Dataset:
== Segment start ==
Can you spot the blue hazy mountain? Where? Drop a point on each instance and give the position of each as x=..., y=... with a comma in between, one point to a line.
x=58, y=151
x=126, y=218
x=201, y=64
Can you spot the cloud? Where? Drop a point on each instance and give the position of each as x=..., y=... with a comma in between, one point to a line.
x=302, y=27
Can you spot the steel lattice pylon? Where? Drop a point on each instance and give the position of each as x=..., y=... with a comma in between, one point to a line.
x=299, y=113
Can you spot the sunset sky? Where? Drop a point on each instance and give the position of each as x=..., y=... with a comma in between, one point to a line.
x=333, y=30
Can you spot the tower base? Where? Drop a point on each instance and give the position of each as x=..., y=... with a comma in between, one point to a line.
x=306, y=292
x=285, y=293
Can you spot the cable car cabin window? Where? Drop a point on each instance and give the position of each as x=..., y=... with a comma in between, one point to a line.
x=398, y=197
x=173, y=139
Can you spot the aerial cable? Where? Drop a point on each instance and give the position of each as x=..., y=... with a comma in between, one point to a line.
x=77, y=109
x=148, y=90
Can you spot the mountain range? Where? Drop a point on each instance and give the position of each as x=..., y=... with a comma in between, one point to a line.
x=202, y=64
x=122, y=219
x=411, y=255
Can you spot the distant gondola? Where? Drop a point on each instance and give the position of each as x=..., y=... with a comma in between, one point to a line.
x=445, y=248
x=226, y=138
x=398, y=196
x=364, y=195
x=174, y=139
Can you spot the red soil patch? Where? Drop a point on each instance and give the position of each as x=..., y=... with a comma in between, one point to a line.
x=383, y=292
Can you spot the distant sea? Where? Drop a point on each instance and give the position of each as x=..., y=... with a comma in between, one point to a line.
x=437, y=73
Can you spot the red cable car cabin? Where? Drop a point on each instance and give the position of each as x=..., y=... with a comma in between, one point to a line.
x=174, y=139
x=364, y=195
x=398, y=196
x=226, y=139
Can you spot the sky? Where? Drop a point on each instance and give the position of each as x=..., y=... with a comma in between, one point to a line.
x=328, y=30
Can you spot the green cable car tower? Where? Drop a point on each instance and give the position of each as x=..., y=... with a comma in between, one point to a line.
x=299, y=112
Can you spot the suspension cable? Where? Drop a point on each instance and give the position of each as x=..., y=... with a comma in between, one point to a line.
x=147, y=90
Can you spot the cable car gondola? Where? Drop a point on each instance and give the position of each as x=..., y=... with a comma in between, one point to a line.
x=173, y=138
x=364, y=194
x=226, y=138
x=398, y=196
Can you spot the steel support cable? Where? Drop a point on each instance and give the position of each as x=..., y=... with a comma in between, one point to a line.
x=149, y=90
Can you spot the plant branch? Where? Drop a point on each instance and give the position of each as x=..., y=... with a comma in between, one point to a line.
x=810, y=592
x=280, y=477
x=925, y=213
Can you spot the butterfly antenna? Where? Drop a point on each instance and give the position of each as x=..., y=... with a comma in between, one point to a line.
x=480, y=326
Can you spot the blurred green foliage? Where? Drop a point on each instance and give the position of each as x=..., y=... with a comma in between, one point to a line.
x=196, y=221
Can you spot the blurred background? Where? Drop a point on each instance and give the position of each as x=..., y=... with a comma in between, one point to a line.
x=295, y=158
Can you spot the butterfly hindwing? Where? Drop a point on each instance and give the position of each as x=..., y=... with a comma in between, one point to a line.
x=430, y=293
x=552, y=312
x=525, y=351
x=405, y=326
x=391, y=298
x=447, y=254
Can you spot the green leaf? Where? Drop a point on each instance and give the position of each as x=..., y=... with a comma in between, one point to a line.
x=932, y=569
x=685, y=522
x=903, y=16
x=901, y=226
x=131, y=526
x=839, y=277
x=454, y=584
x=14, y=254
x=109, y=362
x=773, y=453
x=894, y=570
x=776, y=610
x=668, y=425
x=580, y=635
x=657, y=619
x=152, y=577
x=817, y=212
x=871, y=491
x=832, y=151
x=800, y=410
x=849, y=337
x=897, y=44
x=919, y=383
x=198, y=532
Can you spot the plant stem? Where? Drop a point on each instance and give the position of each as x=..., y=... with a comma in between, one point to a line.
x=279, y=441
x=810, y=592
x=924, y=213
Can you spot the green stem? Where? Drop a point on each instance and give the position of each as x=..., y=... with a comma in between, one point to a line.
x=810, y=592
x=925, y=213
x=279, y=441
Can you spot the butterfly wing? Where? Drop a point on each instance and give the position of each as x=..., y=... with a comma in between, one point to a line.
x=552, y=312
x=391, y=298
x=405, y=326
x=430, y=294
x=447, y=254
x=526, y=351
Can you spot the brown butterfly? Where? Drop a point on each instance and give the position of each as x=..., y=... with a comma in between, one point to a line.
== Segment end ==
Task prompt: Restating all of the data exactly is the whole task.

Answer to the exercise:
Can you spot the blue hazy mountain? Where? Drop a point on each instance and give the position of each as x=..., y=... with a comma in between, one point to a line.
x=58, y=151
x=126, y=218
x=201, y=64
Can you spot the cloud? Where? Drop a point on each instance and give the position of each as x=..., y=... with a comma in between, one point to a line.
x=302, y=27
Can you spot the steel lattice pylon? Where? Drop a point on each instance and give the position of each as x=..., y=... with a comma in between, one point to a line.
x=299, y=113
Can you spot the sunset sky? Where? Drop a point on each instance and give the position of each as x=..., y=... with a comma in between, one point to a line.
x=333, y=30
Can you spot the tower base? Where? Drop a point on each instance and give the position of each as x=..., y=... with a comma in between, one point to a line.
x=306, y=292
x=285, y=293
Can you spot the cable car cabin window? Where? Drop a point on each instance and give the position of each as x=..., y=... with a comma in between, one point to a line.
x=398, y=197
x=173, y=139
Can you spot the aerial cable? Where? Drop a point on each instance and give the position of each as x=..., y=... with a comma in between, one point to a line.
x=77, y=109
x=148, y=90
Can you spot the mountain range? Where? Drop a point on each instance and give the position of each as x=..., y=... with a comma in between, one point to a line.
x=202, y=64
x=122, y=219
x=411, y=255
Can you spot the distant gondola? Where? Drop a point on each instance and give the position of each as x=..., y=... with a comma in between, one point to a line.
x=445, y=248
x=226, y=138
x=398, y=196
x=364, y=195
x=174, y=139
Can you spot the red soil patch? Where? Drop a point on each instance and give the position of each as x=..., y=... with a comma in between, one point to a line.
x=383, y=292
Can you spot the distant sea? Where? Drop a point on each instance and give the position of each as x=..., y=... with a comma in between, one point to a line.
x=437, y=73
Can you spot the red cable car cabin? Where? Drop a point on each instance and give the position of each as x=..., y=... with a comma in between, one point to a line.
x=174, y=139
x=364, y=195
x=398, y=196
x=226, y=139
Can you spot the sky? Where? Drop a point on each instance and give the position of each as x=..., y=... with a comma in between, one point to a line.
x=328, y=30
Can you spot the green cable car tower? Where? Drop a point on each instance and give the position of each as x=..., y=... with a comma in between, one point to a line.
x=299, y=112
Can you spot the suspension cable? Where? Drop a point on each instance and give the position of each as x=..., y=... with a comma in between, one point to a line.
x=147, y=90
Can you spot the cable car gondola? Where? Drop a point on each instance and give the position of each as x=..., y=... with a comma in between, one point to a line.
x=173, y=138
x=364, y=194
x=226, y=138
x=398, y=196
Can you spot the steel support cable? Where? Drop a point on each instance and give the position of each as x=..., y=... with a comma in between, one point to a line.
x=149, y=90
Can you spot the plant branch? Where? Drop a point on each instance and give the position of each as x=..., y=... with a comma in between, one point to a line.
x=810, y=592
x=280, y=477
x=925, y=213
Can you spot the butterfly antenna? Where? Drop a point on each instance and give the position of each as x=..., y=... with a comma in between, one point to a line.
x=480, y=326
Can you spot the blurred green foliage? Where? Drop a point on each instance and give the position of each as x=..., y=... with a comma in between, one point to a line.
x=196, y=221
Can you spot the blurred background? Where? Drop a point on each instance and give the position of each as x=..., y=... with a comma in between, one point to a line.
x=295, y=158
Can you spot the butterfly hindwing? Where? Drop a point on each instance and give the position of each as x=..., y=... with a comma in between, one point to a line.
x=430, y=293
x=552, y=312
x=525, y=351
x=405, y=326
x=391, y=298
x=447, y=254
Can you spot the green leaf? Where? Drop a point on each instance and give the position of each as x=..., y=... with a comma in between, one point to a line.
x=932, y=569
x=685, y=522
x=903, y=16
x=901, y=226
x=131, y=526
x=839, y=277
x=454, y=584
x=14, y=254
x=109, y=362
x=773, y=453
x=894, y=570
x=776, y=610
x=668, y=425
x=580, y=635
x=657, y=619
x=152, y=577
x=817, y=212
x=871, y=491
x=832, y=151
x=800, y=410
x=849, y=337
x=897, y=44
x=919, y=383
x=198, y=532
Can you spot the plant stem? Where? Drop a point on each instance and give the position of each as x=..., y=... with a comma in between, one point to a line.
x=279, y=441
x=810, y=592
x=924, y=213
Can you spot the green stem? Where? Drop a point on each instance and give the position of each as x=..., y=... with a comma in between, one point to a line.
x=810, y=592
x=925, y=213
x=279, y=441
Can you spot the butterfly wing? Where? Drop a point on each instance and give the position of each as x=..., y=... with a comma in between, one point to a line.
x=552, y=312
x=391, y=298
x=405, y=326
x=430, y=294
x=447, y=254
x=526, y=351
Can you spot the brown butterfly? Where? Drop a point on each instance and give the position of each as x=..., y=... with a comma in between, one point to a line.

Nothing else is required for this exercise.